Quoted passage:
^^^^^^^^^^^^^^^^
He first employed it (to macabre effect) in one of his earliest films,
a short titled
Figures de cire (1912), his one
other notable excursion into the fantasy-horror genre. He
later used the same device in his first sound film
Accusée, levez-vous!
(1930), a huge shadow of the prosecuting counsel dominating a courtroom
at the most dramatic moment.
La Main du diable features
Tourneur's most effective use of the living shadow, the scene in which
a huge shadow of a hand (that of the hero's guardian angel) is
projected onto a staircase wall, a dire warning of the catastrophe that
awaits the hero if he climbs the staircase and falls into the Devil's
trap. In both its subject matter and expressionistic design,
La Main du diable bears a
striking similarity with a film that Maurice Tourneur's son Jacques had
recently made in America for producer Val Lewton:
Cat
People (1942). The stylistic similarity of the two
films (and the fact that the principal female characters in them have
the same name) suggests that Tourneur may have been sufficiently
impressed by his son's work that he consciously sought to emulate
it. Certainly,
La Main du
diable would seem to fit more easily into the oeuvre of Jacques
Tourneur than that of his father, although it is self-evident that both
have a penchant for expressionism and a similar fascination for the
darker side of human nature. Like his father, Jacques Tourneur
would have a date with the Devil in the twilight of his career, and the
result is every bit as blood-curdling and nightmare-inducing:
Night of the Demon (1957).
^^^^^^^^^^^^^^^^
Stored data:
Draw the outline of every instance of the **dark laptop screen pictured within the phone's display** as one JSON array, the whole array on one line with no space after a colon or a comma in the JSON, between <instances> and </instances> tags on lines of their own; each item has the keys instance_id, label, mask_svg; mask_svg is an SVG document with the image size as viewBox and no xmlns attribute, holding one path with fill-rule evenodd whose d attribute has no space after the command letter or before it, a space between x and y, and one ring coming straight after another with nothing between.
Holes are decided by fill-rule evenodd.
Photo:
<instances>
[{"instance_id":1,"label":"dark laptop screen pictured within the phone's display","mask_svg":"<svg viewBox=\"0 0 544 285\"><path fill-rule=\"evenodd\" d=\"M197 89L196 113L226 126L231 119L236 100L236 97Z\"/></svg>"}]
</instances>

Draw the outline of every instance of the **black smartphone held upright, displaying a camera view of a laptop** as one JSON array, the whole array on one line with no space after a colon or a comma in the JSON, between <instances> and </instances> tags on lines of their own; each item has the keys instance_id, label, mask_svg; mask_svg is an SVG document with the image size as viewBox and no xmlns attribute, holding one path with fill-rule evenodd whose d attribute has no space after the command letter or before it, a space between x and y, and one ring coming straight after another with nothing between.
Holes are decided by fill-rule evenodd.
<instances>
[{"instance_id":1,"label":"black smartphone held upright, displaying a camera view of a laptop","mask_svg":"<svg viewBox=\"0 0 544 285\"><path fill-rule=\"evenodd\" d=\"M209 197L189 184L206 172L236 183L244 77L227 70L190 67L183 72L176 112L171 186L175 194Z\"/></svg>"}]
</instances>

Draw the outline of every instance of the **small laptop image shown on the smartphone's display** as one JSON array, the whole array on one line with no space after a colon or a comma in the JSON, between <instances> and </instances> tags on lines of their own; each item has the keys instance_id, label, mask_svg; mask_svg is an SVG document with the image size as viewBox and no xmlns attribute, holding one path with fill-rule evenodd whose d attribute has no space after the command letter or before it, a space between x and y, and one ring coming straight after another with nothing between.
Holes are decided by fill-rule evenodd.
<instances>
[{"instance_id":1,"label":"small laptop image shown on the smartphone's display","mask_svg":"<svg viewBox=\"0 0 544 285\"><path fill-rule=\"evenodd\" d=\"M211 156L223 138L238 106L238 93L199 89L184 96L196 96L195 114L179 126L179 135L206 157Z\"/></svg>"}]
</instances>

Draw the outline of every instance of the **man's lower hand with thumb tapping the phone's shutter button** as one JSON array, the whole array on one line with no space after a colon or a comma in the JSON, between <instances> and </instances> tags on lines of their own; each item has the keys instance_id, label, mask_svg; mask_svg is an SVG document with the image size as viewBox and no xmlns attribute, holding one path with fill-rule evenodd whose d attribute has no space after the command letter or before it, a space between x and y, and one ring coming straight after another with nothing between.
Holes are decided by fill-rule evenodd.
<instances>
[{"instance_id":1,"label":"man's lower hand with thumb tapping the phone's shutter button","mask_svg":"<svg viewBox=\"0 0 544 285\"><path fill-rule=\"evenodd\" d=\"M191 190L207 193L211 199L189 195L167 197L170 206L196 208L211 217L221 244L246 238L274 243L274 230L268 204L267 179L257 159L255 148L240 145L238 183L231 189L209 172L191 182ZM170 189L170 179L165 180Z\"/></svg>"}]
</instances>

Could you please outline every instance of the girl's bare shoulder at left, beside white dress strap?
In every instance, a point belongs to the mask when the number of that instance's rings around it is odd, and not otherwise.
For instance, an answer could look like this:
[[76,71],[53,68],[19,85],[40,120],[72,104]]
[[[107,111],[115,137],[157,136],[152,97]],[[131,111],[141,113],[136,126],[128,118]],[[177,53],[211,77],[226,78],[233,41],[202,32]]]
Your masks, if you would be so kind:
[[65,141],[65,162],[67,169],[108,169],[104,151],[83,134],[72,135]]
^^^^^^^^^^^^^^^^
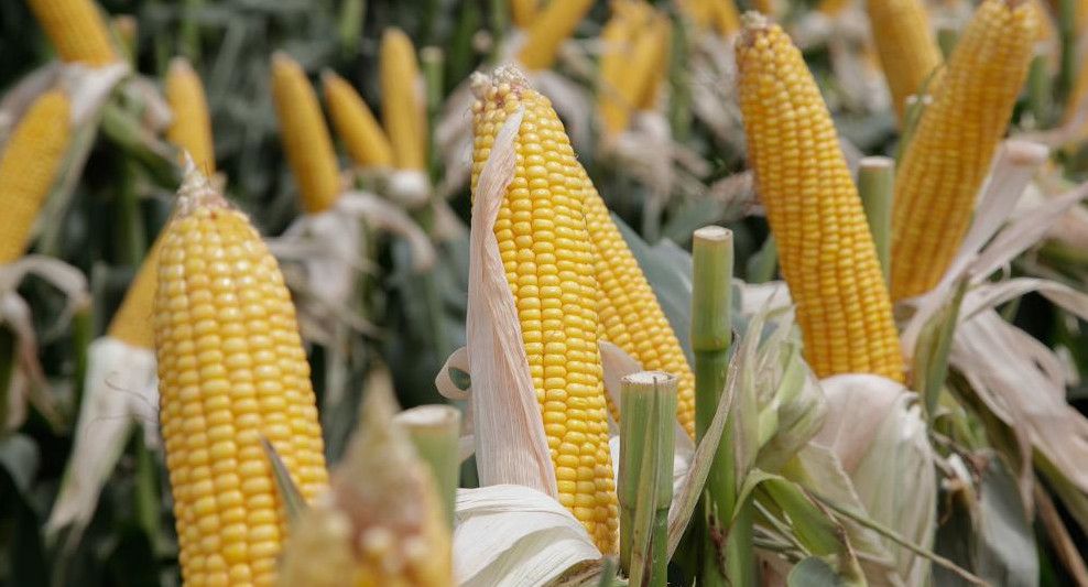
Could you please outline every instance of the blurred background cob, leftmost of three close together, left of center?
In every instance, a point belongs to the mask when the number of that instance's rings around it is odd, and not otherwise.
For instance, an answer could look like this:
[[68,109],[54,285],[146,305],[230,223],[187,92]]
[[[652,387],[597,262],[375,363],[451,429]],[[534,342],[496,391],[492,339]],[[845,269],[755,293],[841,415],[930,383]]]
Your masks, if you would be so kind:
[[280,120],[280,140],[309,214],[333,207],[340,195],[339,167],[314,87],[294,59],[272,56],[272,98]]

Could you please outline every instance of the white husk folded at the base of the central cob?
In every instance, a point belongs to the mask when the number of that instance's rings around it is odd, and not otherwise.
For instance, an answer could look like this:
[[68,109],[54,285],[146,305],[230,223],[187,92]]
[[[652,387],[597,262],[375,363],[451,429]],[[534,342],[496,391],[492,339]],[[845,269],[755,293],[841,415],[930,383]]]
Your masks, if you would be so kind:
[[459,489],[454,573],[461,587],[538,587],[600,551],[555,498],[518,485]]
^^^^^^^^^^^^^^^^
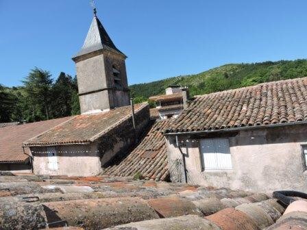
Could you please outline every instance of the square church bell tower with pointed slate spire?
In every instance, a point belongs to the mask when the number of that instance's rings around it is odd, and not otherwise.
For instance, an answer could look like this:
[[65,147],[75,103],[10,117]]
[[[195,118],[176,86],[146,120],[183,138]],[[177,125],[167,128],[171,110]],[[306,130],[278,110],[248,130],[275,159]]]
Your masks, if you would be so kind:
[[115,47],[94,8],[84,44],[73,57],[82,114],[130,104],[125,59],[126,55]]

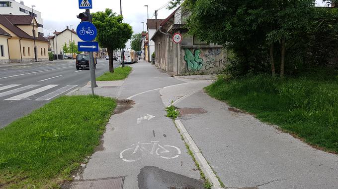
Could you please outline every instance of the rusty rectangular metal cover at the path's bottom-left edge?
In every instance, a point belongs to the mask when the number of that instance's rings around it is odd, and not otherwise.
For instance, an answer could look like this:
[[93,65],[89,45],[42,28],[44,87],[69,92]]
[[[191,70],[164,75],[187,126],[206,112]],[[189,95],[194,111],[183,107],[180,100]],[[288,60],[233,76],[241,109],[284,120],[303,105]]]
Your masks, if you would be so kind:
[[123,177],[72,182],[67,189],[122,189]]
^^^^^^^^^^^^^^^^
Activity: Print the section of the passage about La Main du diable that opens with the words containing "He first employed" and closes with "Accusée, levez-vous!". Work only from the passage about La Main du diable, not from the listing.

The completed task:
He first employed it (to macabre effect) in one of his earliest films,
a short titled
Figures de cire (1912), his one
other notable excursion into the fantasy-horror genre. He
later used the same device in his first sound film
Accusée, levez-vous!